> _Source text_:
I have been in a really worship-ful mood in the last few days. I got some great music from a friend of mine and have just had an amazing time the Lord…pouring out my heart in praise of the One who is worthy.
It’s made me think…why don’t I do this more often? I love to sing. I love to harmonize with the radio, no matter what the tune. I know that music speaks to my spirit…so why not weave the worship throughout my day?
Now, I’m not saying I’m never going to listen to another secular song…I’m pretty eclectic in my musical tastes and they all have their time and place. I just am realizing I haven’t been very intentional about my musical choices until recently.
There are several things that have led me to this discovery. Not the least of which is that I feel better if I spend part of my day praising my Savior. It connects me to Him in a different way. And together with the other ways I talk to Him…it’s a way to complete the conversation.

> _Data listing_:

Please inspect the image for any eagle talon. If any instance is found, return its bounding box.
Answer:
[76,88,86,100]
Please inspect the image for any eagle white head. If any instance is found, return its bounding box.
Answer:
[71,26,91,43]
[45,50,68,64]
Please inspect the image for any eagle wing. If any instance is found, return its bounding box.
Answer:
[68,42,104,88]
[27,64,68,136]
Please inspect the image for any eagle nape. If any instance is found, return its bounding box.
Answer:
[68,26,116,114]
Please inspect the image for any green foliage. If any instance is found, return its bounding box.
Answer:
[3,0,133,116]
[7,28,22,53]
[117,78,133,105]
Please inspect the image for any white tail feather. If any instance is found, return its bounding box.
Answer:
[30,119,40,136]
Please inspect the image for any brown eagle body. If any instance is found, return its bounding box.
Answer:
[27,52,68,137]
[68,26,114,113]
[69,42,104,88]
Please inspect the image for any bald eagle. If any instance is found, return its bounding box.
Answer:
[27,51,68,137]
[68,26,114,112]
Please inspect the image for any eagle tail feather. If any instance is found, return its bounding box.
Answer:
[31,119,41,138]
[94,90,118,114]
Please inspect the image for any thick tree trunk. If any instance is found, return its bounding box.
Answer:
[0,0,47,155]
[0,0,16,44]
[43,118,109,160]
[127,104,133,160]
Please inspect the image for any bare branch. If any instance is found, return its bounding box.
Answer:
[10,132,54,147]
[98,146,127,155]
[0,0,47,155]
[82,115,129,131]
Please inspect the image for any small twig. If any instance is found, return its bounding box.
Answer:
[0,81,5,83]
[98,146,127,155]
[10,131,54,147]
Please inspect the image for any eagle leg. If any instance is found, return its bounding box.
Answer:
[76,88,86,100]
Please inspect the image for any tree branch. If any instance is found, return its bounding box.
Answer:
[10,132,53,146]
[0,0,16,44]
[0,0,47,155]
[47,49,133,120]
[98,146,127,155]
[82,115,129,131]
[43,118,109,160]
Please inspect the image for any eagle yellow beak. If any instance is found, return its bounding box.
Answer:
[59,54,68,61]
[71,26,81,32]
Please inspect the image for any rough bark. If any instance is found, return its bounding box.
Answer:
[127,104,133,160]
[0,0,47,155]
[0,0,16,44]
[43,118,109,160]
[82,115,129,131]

...

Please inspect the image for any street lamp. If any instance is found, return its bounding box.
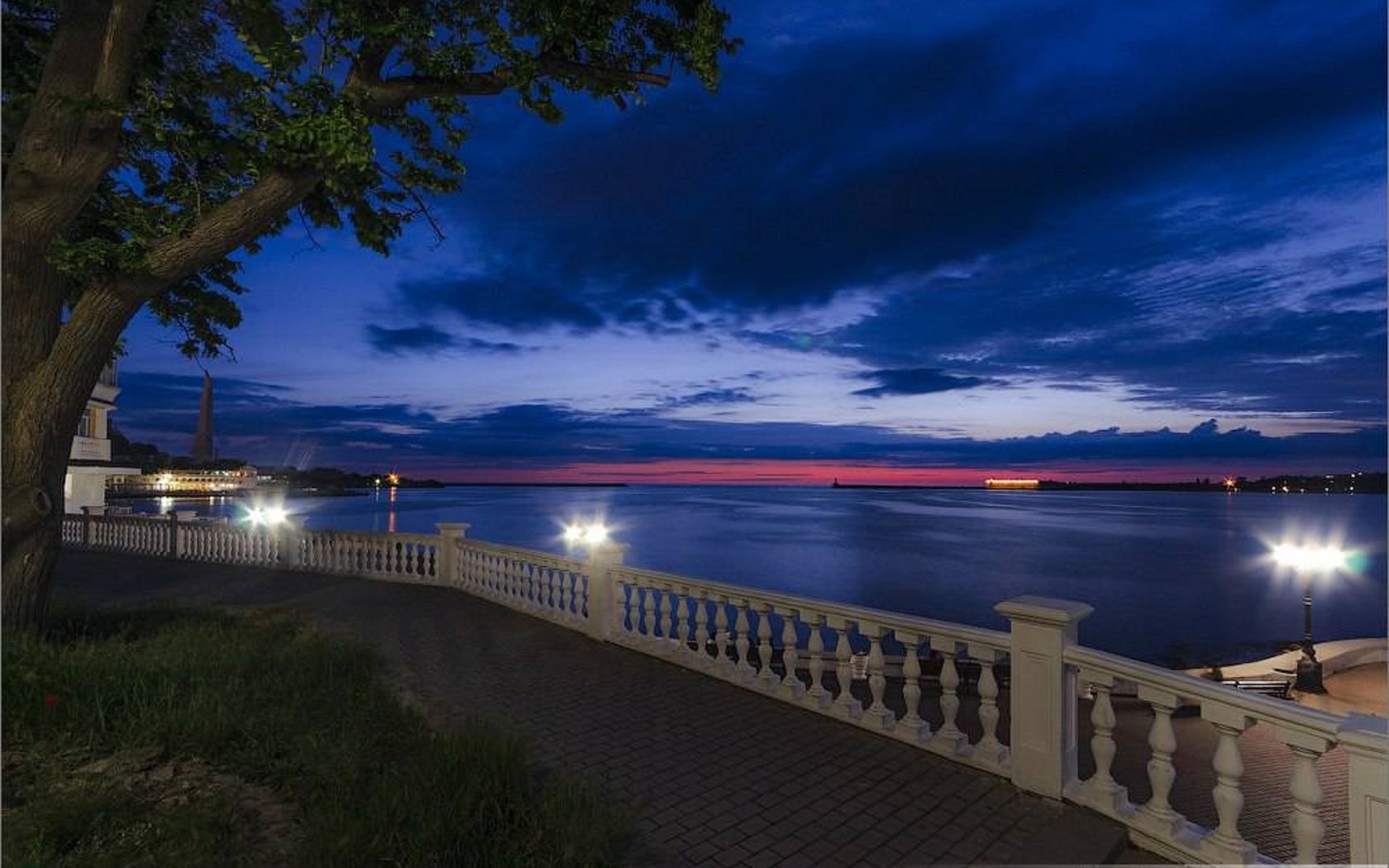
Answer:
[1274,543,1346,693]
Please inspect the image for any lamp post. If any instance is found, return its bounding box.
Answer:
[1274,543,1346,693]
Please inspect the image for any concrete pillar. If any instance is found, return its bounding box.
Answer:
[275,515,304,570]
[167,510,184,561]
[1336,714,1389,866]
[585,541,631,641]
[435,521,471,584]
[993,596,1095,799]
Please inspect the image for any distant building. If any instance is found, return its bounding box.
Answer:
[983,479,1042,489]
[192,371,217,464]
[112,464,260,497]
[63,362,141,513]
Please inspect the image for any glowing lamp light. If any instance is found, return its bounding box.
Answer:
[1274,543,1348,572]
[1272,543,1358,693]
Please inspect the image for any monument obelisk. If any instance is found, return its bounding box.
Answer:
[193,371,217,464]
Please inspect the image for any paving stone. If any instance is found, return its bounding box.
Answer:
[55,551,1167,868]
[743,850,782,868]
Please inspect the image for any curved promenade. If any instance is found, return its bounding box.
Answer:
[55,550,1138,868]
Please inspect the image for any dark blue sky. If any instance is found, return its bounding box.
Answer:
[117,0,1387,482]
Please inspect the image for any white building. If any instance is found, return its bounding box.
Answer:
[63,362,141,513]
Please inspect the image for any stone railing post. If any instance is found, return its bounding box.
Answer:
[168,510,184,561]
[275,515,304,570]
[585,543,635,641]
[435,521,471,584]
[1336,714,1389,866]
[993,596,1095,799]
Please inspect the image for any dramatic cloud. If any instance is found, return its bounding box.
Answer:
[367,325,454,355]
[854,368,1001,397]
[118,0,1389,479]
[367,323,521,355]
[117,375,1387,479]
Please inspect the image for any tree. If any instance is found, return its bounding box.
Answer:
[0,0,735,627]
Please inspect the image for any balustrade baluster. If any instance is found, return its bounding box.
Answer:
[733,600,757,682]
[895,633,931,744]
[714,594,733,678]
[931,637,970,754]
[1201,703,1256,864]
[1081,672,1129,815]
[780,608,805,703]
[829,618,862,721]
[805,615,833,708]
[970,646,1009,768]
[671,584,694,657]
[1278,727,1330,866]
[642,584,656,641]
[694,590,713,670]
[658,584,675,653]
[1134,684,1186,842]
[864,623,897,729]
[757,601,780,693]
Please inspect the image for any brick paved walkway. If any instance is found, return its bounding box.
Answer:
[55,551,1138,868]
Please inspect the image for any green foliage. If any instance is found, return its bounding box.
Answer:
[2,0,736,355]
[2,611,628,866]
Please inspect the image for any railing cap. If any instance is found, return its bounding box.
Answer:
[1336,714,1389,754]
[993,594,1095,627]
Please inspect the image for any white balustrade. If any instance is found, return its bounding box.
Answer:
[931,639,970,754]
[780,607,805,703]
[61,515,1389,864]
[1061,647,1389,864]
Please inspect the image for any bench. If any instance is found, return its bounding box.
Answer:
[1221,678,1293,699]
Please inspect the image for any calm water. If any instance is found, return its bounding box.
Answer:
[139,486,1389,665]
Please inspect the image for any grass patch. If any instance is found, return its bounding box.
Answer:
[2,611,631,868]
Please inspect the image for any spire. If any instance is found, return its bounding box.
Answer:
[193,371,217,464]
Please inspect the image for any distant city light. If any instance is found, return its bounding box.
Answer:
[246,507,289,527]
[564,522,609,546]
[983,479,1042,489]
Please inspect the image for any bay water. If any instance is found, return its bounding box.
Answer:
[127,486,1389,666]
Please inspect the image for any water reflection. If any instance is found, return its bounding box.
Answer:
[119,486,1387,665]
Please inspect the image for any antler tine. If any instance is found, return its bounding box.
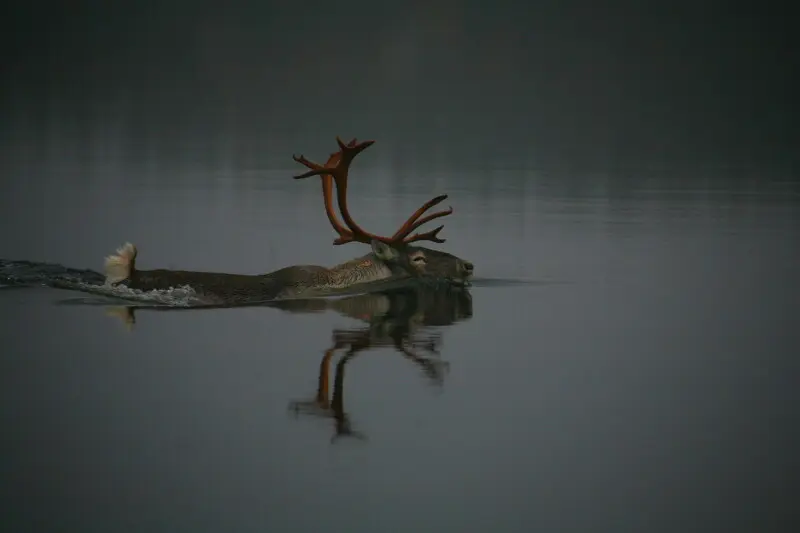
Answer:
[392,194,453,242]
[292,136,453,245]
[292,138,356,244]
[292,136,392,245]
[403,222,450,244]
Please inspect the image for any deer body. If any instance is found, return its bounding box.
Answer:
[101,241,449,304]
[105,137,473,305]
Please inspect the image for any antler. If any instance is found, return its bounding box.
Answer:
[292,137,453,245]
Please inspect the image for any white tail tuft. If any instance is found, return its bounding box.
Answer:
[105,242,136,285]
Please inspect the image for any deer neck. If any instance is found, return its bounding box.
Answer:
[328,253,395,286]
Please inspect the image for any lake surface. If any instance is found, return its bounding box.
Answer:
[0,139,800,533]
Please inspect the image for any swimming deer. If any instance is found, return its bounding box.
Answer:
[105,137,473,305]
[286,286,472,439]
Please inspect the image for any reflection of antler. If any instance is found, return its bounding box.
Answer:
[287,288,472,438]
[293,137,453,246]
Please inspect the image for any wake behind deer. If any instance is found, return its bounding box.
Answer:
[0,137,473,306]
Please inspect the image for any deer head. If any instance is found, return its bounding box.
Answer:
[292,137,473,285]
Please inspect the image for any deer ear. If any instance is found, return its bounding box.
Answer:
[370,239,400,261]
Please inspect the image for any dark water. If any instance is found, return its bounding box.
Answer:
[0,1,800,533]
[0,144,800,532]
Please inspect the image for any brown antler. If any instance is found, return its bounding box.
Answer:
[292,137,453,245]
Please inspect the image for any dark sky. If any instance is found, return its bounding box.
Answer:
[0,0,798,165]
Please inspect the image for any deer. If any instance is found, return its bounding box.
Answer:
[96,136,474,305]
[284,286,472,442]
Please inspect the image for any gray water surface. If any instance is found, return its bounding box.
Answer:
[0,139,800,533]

---

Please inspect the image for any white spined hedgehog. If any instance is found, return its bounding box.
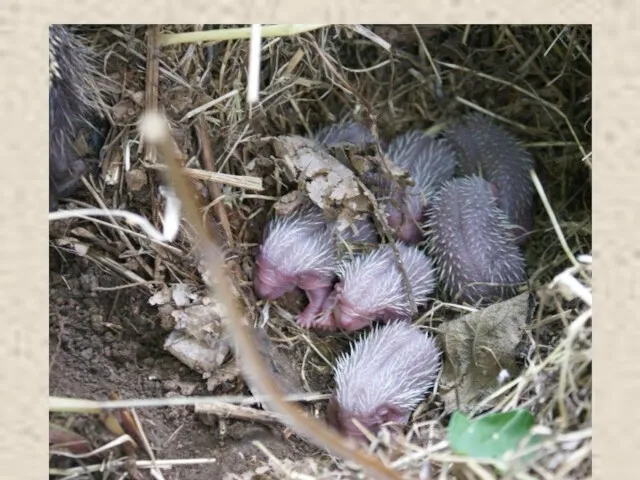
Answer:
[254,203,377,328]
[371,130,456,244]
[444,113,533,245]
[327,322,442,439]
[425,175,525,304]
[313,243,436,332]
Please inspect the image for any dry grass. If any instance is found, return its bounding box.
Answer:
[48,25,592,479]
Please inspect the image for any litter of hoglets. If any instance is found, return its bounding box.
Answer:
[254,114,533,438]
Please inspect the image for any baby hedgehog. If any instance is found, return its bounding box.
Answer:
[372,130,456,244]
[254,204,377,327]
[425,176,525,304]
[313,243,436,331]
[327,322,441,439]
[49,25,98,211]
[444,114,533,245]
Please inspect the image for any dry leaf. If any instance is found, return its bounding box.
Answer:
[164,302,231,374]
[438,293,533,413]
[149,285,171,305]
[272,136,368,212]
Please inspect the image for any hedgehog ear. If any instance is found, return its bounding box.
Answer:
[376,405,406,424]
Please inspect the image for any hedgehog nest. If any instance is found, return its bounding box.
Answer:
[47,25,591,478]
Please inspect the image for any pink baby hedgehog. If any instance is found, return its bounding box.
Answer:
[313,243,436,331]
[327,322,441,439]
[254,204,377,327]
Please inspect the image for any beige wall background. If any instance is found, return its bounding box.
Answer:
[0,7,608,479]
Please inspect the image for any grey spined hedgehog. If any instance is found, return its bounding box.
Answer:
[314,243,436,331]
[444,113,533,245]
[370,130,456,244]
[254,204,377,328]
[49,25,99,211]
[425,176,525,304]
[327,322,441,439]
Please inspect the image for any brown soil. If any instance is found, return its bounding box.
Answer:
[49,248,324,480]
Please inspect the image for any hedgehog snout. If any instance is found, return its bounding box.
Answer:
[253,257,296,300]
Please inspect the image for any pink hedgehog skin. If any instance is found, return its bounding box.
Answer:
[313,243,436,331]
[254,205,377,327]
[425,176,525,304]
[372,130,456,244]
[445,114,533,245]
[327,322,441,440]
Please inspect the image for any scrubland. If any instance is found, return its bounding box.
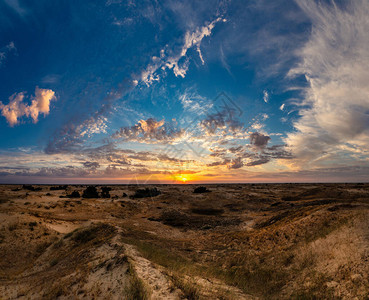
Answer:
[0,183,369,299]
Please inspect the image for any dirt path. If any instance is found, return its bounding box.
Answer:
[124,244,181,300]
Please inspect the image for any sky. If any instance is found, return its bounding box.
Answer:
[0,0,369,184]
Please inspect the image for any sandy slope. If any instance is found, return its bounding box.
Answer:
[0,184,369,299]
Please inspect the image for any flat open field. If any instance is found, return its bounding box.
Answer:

> _Exercise 1_: According to the post on worship music, who gave the writer the music?
> _Exercise 2_: Write out the stretch of the post on worship music from "Now, I’m not" through "complete the conversation.".
The records have no connection to the text.

> _Final answer 1_: A friend of the writer.

> _Final answer 2_:
Now, I’m not saying I’m never going to listen to another secular song…I’m pretty eclectic in my musical tastes and they all have their time and place. I just am realizing I haven’t been very intentional about my musical choices until recently.
There are several things that have led me to this discovery. Not the least of which is that I feel better if I spend part of my day praising my Savior. It connects me to Him in a different way. And together with the other ways I talk to Him…it’s a way to complete the conversation.